_WHAT IS ASKED_
1 > In the split-stack code excerpt, how many bytes does the CPU's natural integer have?
2 > Translate this sentence from the split-stack code excerpt into Spanish: "Blank line will end assembly."
3 > Which instruction mnemonics and assembler directives appear in the code lines of the split-stack code excerpt that do not begin with an asterisk? List them all.

_SELECTION_
- - -

Again, not much to say about the split-stack code. other than that you'll want to compare it with the split-stack stack frame version for the 6809 and the split-stack stack frame version for the 6801, for the same reasons as mentioned above. to get a better feel of the differences.
* 16-bit addition as example of split-stack frame-free discipline on 6809
* using the direct page,
* with test code
* Joel Matthew Rees, October 2024
*
NATWID EQU 2 ; 2 bytes in the CPU's natural integer
*
*
* Blank line will end assembly.
ORG $2000 ; MDOS says this is a good place for usr stuff.
* SETDP $20 ; for lwasm and some other assemblers
SETDP $2000 ; for EXORsim and some other assemblers
*
ENTRY LBRA START
NOP ; Just want even addressed pointers for no reason.

- - -

_DATA EXCERPTS_
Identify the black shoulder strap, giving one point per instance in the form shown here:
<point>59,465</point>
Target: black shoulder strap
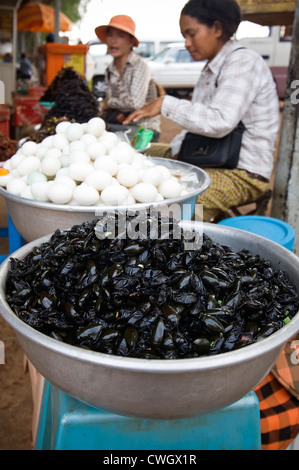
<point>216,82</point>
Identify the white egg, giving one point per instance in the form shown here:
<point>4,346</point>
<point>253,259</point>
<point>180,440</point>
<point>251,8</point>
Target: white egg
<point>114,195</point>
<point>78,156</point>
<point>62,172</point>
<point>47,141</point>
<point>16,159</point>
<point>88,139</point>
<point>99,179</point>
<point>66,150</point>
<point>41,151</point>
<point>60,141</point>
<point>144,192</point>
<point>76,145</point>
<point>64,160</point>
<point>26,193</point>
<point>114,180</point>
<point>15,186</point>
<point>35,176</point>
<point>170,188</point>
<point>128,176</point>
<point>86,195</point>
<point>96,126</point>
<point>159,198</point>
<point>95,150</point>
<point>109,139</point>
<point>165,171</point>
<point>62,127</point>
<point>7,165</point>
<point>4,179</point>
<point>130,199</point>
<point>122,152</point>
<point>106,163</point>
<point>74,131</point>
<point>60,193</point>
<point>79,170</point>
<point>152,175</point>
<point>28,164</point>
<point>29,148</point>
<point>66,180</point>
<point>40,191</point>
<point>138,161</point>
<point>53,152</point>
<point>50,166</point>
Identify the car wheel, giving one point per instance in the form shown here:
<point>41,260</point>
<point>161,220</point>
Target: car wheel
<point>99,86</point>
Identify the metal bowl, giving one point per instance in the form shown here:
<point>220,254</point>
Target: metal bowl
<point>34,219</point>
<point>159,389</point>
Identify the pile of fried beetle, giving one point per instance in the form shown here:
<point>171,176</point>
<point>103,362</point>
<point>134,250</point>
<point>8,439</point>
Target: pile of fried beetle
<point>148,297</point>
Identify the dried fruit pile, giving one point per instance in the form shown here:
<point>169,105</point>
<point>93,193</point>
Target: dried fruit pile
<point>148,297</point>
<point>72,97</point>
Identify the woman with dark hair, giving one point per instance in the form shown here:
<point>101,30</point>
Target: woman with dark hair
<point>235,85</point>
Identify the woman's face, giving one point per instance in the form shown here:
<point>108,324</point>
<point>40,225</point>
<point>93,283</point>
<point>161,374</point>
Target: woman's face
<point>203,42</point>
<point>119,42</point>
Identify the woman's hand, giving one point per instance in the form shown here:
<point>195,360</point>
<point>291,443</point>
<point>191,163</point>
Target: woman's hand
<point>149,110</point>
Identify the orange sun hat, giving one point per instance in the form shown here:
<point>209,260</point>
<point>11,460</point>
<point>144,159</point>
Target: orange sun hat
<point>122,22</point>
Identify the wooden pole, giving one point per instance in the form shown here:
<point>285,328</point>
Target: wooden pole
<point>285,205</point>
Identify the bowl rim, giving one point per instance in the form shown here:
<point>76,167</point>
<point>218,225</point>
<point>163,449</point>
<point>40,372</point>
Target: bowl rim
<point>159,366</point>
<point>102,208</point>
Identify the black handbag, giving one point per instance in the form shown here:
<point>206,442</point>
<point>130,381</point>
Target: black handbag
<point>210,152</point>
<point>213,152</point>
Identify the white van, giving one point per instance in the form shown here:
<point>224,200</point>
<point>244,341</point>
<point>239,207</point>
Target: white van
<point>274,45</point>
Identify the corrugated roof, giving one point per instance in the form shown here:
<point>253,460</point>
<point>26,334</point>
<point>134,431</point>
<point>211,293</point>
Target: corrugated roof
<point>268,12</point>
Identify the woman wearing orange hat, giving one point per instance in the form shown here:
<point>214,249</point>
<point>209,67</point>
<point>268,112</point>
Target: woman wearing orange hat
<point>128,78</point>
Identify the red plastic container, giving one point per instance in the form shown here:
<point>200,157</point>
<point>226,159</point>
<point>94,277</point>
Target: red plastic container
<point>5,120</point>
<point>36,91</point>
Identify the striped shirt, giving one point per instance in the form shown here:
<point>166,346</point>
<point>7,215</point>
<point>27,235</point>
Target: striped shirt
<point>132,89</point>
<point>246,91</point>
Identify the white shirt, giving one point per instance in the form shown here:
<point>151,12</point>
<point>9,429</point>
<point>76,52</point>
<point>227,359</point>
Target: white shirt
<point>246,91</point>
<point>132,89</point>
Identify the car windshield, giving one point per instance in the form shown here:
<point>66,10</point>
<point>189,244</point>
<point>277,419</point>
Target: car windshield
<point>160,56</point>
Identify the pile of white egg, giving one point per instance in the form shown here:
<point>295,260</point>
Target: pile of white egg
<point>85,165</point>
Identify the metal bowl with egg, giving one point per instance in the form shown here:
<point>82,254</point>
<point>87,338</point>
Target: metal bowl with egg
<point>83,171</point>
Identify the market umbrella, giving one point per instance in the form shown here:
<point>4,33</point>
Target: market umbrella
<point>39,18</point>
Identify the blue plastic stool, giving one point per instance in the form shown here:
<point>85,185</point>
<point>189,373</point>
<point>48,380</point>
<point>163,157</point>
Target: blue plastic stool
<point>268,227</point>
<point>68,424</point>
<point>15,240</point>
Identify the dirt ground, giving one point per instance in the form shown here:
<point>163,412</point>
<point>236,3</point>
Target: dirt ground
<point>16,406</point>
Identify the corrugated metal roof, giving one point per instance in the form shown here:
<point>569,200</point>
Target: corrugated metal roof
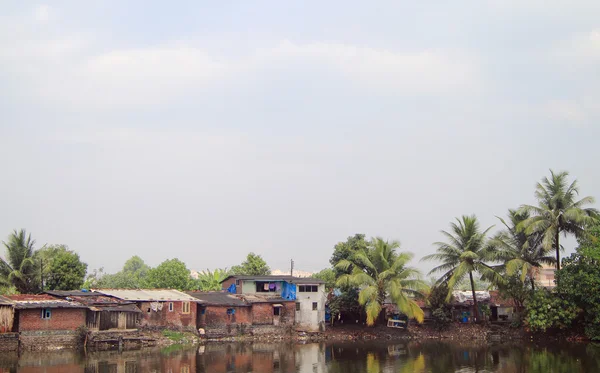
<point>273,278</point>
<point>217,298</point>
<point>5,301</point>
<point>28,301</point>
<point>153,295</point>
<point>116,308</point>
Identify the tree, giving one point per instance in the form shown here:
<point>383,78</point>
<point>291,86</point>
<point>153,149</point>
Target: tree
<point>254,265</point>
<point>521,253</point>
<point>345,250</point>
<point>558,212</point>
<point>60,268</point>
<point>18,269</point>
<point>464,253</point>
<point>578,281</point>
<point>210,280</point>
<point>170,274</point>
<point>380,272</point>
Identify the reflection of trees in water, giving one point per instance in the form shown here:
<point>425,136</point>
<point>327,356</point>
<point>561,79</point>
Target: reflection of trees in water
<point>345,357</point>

- - -

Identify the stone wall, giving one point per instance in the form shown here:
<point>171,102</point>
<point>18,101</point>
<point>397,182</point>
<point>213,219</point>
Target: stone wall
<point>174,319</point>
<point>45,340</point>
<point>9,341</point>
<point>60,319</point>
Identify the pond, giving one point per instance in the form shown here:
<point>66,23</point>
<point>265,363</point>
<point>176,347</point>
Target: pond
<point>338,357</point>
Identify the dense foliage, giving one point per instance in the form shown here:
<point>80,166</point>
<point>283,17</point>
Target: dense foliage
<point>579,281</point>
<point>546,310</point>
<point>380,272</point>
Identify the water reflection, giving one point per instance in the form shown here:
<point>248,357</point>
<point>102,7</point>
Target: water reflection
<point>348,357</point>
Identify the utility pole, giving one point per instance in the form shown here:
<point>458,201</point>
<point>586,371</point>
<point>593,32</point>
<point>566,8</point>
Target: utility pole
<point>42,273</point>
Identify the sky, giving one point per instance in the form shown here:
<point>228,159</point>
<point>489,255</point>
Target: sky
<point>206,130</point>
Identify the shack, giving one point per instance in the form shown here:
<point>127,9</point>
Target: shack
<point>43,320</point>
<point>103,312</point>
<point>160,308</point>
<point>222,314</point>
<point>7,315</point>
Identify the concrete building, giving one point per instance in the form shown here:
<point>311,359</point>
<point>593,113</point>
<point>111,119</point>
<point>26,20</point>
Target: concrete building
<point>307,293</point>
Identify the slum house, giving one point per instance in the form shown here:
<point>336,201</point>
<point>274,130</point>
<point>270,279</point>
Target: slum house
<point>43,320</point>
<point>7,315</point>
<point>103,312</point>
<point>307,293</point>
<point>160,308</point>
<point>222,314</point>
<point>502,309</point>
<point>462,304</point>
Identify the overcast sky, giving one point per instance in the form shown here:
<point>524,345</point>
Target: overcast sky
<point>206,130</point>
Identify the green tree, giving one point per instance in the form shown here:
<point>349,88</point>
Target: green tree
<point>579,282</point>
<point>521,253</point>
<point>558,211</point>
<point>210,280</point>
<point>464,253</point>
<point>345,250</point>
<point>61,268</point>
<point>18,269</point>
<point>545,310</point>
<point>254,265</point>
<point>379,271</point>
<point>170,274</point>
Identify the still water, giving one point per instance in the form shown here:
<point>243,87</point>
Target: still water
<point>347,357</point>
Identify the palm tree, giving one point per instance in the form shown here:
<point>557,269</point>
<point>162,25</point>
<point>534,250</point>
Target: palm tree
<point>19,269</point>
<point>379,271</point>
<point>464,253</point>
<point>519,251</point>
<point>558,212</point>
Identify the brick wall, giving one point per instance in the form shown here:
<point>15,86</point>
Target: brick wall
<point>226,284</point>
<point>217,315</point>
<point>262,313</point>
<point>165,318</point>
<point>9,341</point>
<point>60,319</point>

- - -

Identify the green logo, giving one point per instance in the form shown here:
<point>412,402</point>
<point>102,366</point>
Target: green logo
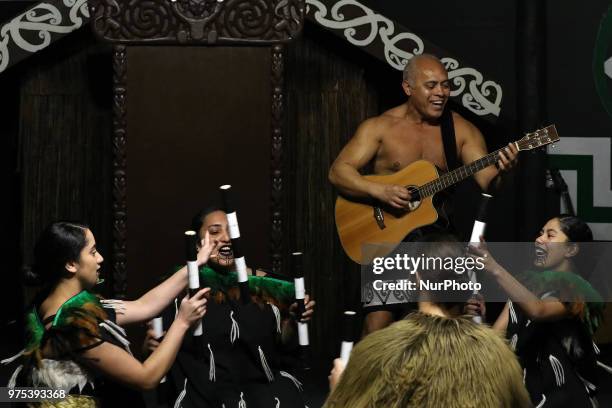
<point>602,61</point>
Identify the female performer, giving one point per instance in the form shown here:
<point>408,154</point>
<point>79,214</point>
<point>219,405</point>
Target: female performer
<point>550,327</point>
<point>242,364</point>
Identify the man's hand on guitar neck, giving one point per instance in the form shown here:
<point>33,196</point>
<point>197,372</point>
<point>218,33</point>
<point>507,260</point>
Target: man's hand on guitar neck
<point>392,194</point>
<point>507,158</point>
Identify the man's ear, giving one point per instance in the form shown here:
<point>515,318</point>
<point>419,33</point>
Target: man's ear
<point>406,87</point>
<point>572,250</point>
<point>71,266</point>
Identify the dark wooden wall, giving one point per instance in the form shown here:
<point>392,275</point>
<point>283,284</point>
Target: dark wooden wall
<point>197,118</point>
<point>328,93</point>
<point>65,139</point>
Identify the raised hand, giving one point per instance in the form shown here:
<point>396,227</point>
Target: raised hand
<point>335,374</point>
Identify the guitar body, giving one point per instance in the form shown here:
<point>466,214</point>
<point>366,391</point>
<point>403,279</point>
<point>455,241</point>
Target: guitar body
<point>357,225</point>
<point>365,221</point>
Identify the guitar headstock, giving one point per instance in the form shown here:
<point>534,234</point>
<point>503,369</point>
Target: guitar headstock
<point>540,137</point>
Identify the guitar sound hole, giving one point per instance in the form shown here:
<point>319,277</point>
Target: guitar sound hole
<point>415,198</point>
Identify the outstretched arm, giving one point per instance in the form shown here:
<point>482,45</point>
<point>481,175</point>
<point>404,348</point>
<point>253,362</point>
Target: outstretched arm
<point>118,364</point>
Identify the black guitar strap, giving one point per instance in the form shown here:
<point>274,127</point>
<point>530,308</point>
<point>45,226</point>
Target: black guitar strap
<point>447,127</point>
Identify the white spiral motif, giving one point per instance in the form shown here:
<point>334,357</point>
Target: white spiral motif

- - -

_RESPONSES IN ORDER_
1 > 2 bytes

2 > Una línea en blanco terminará el ensamblado.

3 > EQU, ORG, SETDP, LBRA, NOP